• Page:
Note that it is IMPOSSIBLE to add multiple columns. For example, df[!, [:Var7, :Var8]] .= 99 will throw an error.

## getproperty, or df.col #

I haven’t talked about how df.col works. It pretty much does the same thing as df[!, col], except:

• df.col is only able to access a single column whereas df[!, cols] can access multiple ones;

• Currently (under Julia v1.6.1 and DataFrames v1.2.0), it is not allowed to create a new column with df.newcol through broadcasting. This feature may be possible in future Julia releases ;

• When updating a column by broadcasting, df.col, like df[:, col], modifies values in-place rather than creating a new column to replace the old one.

## Conclusion #

### A table summarizing the key points #

df[!, col(s)] df[:, col(s)] df.col
Access 1 col direct reference to df a copy of the col direct reference
Access cols direct reference a copy of the cols
Update 1 col with a vector create a new column to replace the old one modify values in-place create and replace
Update cols with a matrix or df create and replace modify in-place
Update 1 col with broadcasting create and replace modify in-place modify in-place
Update cols with broadcasting create and replace modify in-place
Add 1 col with a vector create a new col create a new col create a new col
Add 1 col with broadcasting create a new col create a new col ❌ (available later )

Raw records:

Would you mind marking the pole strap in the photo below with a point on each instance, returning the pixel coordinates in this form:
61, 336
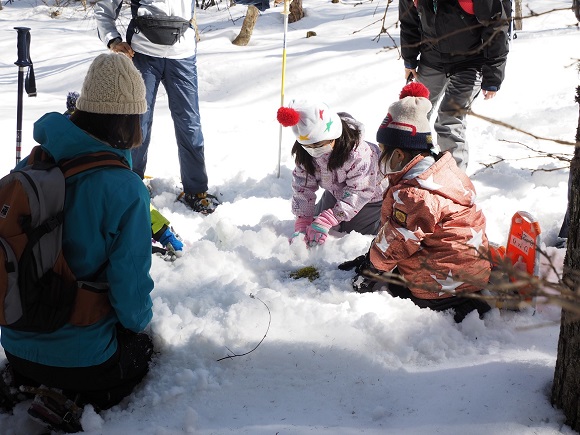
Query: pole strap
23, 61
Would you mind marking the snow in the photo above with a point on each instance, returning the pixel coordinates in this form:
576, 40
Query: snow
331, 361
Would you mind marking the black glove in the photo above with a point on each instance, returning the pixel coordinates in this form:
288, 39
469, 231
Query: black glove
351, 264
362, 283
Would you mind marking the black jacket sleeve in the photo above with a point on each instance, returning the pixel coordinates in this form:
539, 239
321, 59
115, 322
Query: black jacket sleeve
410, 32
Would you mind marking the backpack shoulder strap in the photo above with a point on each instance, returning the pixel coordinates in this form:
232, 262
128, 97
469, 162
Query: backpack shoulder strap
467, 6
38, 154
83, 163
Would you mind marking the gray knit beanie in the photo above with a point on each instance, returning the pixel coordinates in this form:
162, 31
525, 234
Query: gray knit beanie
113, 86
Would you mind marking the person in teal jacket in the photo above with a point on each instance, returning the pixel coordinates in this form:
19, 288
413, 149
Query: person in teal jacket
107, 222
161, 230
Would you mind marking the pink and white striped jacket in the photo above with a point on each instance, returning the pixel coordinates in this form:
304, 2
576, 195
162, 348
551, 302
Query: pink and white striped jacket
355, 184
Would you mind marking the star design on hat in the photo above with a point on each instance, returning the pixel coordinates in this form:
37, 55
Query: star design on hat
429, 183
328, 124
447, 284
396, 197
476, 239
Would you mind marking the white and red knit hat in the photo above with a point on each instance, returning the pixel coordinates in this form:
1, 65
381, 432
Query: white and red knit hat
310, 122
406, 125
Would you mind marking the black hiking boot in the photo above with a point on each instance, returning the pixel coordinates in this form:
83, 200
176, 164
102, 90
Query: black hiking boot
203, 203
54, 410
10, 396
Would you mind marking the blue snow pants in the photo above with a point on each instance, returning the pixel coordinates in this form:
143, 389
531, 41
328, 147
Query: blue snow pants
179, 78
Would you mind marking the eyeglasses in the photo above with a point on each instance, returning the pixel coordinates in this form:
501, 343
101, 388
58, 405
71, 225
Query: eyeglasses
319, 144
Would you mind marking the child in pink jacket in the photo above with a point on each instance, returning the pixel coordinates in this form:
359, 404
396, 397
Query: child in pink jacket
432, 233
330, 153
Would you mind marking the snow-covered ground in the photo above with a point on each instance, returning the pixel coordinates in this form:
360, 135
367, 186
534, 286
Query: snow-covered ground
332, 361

...

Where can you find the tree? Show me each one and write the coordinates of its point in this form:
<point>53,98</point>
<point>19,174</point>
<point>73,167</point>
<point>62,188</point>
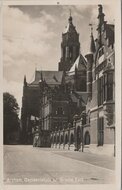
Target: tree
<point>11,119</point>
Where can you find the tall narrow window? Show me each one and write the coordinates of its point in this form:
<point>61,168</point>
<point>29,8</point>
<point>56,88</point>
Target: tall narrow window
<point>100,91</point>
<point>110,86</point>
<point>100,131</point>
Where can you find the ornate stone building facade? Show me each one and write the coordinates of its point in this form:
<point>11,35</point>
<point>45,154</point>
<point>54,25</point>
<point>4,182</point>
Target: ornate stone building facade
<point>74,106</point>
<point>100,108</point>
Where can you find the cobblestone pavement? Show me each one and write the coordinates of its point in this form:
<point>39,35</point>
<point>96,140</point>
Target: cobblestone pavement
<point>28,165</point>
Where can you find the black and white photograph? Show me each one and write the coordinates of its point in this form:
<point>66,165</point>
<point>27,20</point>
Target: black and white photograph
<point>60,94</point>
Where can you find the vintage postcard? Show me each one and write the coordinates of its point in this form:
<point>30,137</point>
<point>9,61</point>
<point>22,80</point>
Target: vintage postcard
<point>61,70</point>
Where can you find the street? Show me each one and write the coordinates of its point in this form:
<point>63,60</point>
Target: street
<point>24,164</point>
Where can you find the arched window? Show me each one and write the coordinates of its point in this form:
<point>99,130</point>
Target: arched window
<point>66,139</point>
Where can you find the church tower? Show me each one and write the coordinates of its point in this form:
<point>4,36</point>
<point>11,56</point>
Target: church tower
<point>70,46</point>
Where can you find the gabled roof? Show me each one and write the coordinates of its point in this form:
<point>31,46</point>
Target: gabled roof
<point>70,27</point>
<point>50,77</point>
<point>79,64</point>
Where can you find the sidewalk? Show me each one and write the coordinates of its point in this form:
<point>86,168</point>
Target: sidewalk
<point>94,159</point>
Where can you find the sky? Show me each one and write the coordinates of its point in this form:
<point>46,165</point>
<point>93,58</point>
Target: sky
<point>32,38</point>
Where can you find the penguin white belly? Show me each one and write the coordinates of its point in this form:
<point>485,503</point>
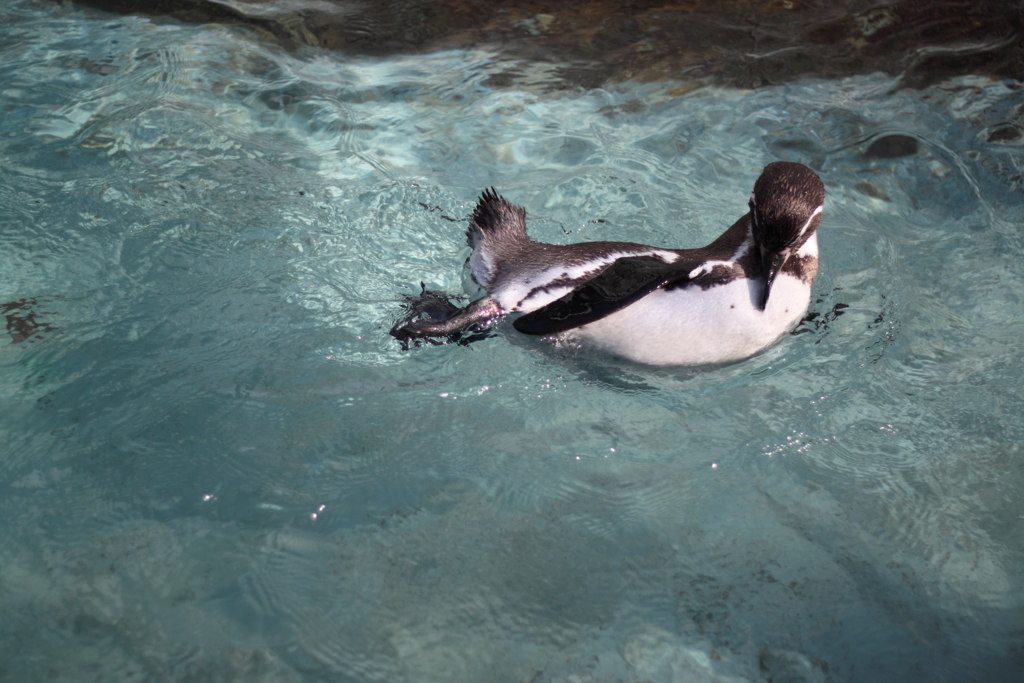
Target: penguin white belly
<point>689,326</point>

* * *

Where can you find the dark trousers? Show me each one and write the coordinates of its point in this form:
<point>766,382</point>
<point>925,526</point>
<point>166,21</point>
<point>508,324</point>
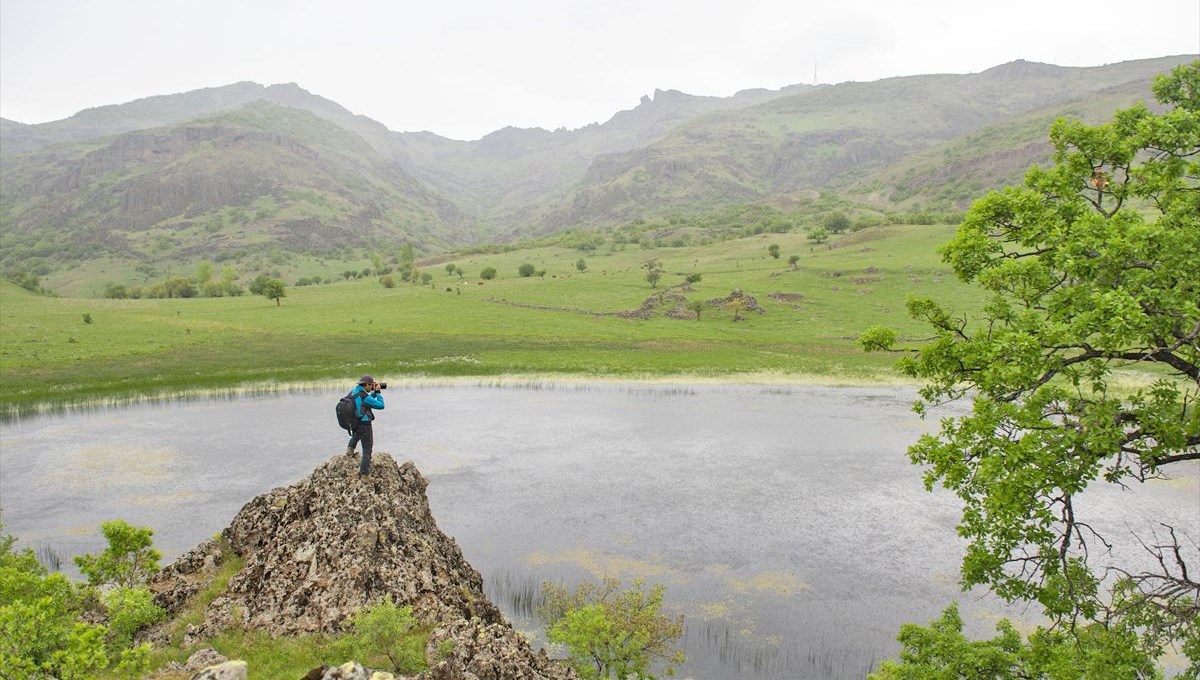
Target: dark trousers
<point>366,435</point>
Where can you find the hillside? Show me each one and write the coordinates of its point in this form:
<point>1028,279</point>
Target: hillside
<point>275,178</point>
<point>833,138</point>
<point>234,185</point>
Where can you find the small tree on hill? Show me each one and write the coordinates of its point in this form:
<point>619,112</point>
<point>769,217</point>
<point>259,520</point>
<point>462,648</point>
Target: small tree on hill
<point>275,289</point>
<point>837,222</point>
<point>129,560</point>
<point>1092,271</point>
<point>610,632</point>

• Set tasks:
#1 Answer these from the DataFrames excerpt, not the data:
(a) Which versions of Julia and DataFrames does it cite?
(b) What happens when df[!, [:Var7, :Var8]] .= 99 is run?
(c) According to the summary table, what does df[:, col(s)] return when accessing one column?
#2 List every operation named in the rows of the summary table in the DataFrames excerpt.
#3 Write the next part of the DataFrames excerpt, following on from the summary table.

• Responses:
#1
(a) Julia v1.6.1 and DataFrames v1.2.0.
(b) It throws an error.
(c) A copy of the column.

#2
- Access 1 col
- Access cols
- Update 1 col with a vector
- Update cols with a matrix or df
- Update 1 col with broadcasting
- Update cols with broadcasting
- Add 1 col with a vector
- Add 1 col with broadcasting

#3
• It seems to me that the only situation where you have to use ! instead of : is if you have values of a different type when updating column(s).
• If you are accessing a column or columns directly, it’s always better to use :, instead of !. For example, you are declaring a variable a: a = df[!, col1]. Later when you modify a, you might mutate df as well.
If you are accessing a column or columns indirectly, it’s Okay, and desirable to use df.col, which is simpler. Examples of indirect access may be a = first(df, 5).col1 or a = filter(r -> r.col1 == "A", df).col2. Both operations will get you a new data frame, so whatever you do with a, df won’t be mutated. In these cases, df.col is much simpler.
When you are accessing a column or columns directly, there is one situation where you want to use ! (or df.col if it’s a single column). That is when you want to store the column(s) before you update that column(s). I have covered that point in the section of So, how in-place changes are different from creating and replacing? .